■ Compiti ed esercizi
(A) Nel testo sull'impegno dei Focolari contro il razzismo, quale comunità ha diffuso la dichiarazione citata in apertura?
(B) Ripeta fedelmente il passo del testo sull'impegno dei Focolari contro il razzismo che si apre con le parole contenenti "Dopo i fatti" e si chiude con "del nostro tempo.".
(C) Prosegua il testo sull'impegno dei Focolari contro il razzismo dal punto in cui termina.

■ Testo fornito
----------------

Movimento dei Focolari
L’impegno dei Focolari per un mondo libero da ogni forma di razzismo

L’impegno dei Focolari per un mondo libero da ogni forma di razzismo

Dopo i fatti di Minneapolis e le manifestazioni nel mondo ci sentiamo impotenti e indignati, eppure continuiamo a credere e lavorare per uno spirito di aperta accoglienza e partecipazione per affrontare i bisogni più profondi del nostro tempo.

Foto: Josh Hild (Pexels)

“Mentre abbiamo ancora davanti agli occhi i recenti avvenimenti che evidenziano ancora una volta l’odiosa realtà dell’ingiustizia razziale e della violenza, abbiamo il cuore spezzato. Ci sentiamo Impotenti e indignati. Eppure continuiamo a sperare”. Sono queste alcune delle espressioni iniziali della dichiarazione con cui la comunità dei Focolari in USA esprime il proprio impegno nei confronti della giustizia raziale in seguito ai fatti di Minneapolis e alle proteste a cui stiamo assistendo nel mondo. Un impegno condiviso a livello globale e che ribadiamo qui, a nome di tutti i membri del Movimento dei Focolari nel mondo. Con Papa Francesco e molti leaders religiosi e civili, anche noi affermiamo che “Non possiamo tollerare né chiudere gli occhi su qualsiasi tipo di razzismo o di esclusione” e che ci impegniamo a “sostenere le azioni buone e giuste più difficili invece dei facili torti dell’indifferenza”, come sostengono i vescovi statunitensi. “Non possiamo chiudere un occhio su queste atrocità e al contempo professare di rispettare ogni vita umana. Noi serviamo un Dio di amore, di misericordia e di giustizia”.

Foto: Kelly Lacy (Pexels)

----------------

■ Voci fornite
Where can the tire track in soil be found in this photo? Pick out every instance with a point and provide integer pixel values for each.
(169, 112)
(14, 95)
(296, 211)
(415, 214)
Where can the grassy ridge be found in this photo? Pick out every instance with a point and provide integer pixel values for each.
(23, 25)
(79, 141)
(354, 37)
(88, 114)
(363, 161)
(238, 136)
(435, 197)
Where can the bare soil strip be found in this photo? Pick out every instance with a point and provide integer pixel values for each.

----------------

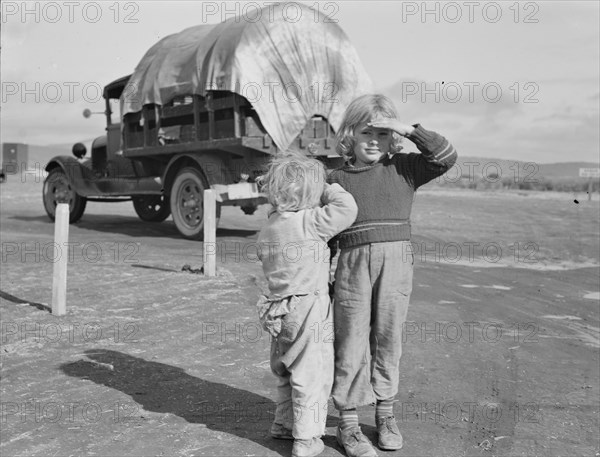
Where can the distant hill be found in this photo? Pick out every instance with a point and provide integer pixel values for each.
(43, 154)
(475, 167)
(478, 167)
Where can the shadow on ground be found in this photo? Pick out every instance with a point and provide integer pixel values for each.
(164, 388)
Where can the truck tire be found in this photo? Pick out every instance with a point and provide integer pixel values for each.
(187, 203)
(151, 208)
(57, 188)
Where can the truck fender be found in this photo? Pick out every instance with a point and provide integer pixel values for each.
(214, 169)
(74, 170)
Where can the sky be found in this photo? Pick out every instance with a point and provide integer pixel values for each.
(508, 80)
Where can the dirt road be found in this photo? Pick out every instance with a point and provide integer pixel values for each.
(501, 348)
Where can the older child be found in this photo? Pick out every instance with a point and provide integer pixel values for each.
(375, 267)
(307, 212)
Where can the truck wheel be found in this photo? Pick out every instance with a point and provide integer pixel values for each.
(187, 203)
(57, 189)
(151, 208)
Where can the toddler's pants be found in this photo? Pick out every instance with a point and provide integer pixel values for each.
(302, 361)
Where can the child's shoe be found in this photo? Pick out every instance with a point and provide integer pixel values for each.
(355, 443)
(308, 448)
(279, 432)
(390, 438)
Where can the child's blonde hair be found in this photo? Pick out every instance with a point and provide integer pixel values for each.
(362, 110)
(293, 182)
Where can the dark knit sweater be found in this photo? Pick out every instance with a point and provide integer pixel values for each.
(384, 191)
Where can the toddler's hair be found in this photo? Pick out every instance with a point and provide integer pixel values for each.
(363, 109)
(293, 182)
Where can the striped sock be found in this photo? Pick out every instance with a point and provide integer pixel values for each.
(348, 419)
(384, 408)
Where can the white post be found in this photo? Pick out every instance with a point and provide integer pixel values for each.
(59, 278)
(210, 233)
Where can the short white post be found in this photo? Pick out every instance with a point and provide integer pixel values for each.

----------------

■ Risposte ai compiti
(A) La comunità dei Focolari in USA.

(B)
Dopo i fatti di Minneapolis e le manifestazioni nel mondo ci sentiamo impotenti e indignati, eppure continuiamo a credere e lavorare per uno spirito di aperta accoglienza e partecipazione per affrontare i bisogni più profondi del nostro tempo.

(C)
In un momento come questo in cui “il sogno della nostra fondatrice, Chiara Lubich, di vedere passi avanti nella realizzazione della preghiera di Gesù al Padre, ‘che tutti siano una cosa sola’ (Gv 17,21) sembra lontano, quasi fuori di portata”[1], ci domandiamo cosa possiamo fare sia personalmente che a livello comunitario. Quale cambiamento occorre operare in ciascuno di noi? In che modo possiamo far sentire la nostra voce nel pubblico dibattito per supportare chi soffre forme di razzismo e non solo? “Il nostro obiettivo è quello di promuovere un profondo spirito di aperta accoglienza e di vibrante partecipazione nelle nostre comunità culturalmente diverse e intergenerazionali. Prendiamo come guida le parole di Chiara Lubich: ‘Siate una famiglia’ “[2]. Crediamo e continuiamo nell’impegno di dar vita a comunità locali che siano autenticamente fondate sulla legge evangelica della fraternità; un principio e un’azione che ci unisce anche ai fratelli e alle sorelle di tutte le Religioni e a chi non si riconosce in un preciso credo. Vogliamo dedicare i nostri sforzi soprattutto ai più giovani, che possono provare particolare paura e apprensione per il loro futuro. Di fronte a spaccature così profonde e radicate, i progetti e le iniziative che portiamo avanti possono sembrare piccole o inefficaci e la strada ancora lunga. Progetti come l’Economia di Comunione, il Movimento politico per l’unità (Mppu) e lo United World Project, la strategia globale proposta dai giovani dei Focolari per affrontare le sfide mondiali in campo, possono sembrare gocce nel mare, eppure siamo convinti che contengano, in nuce, idee potenti, capaci di contribuire ad affrontare i bisogni più profondi del nostro tempo insieme a tante persone, organizzazioni e comunità che costituiscono quella rete invisibile capace di salvare l’umanità.

Stefania Tanesini

  [1] Statement of U.S. Focolare Movement: our commitment to racial justice – https://www.focolare.org/usa/files/2020/06/Focolare-Statement-on-Racial-Justice.pdf [2] Ibid. (altro…)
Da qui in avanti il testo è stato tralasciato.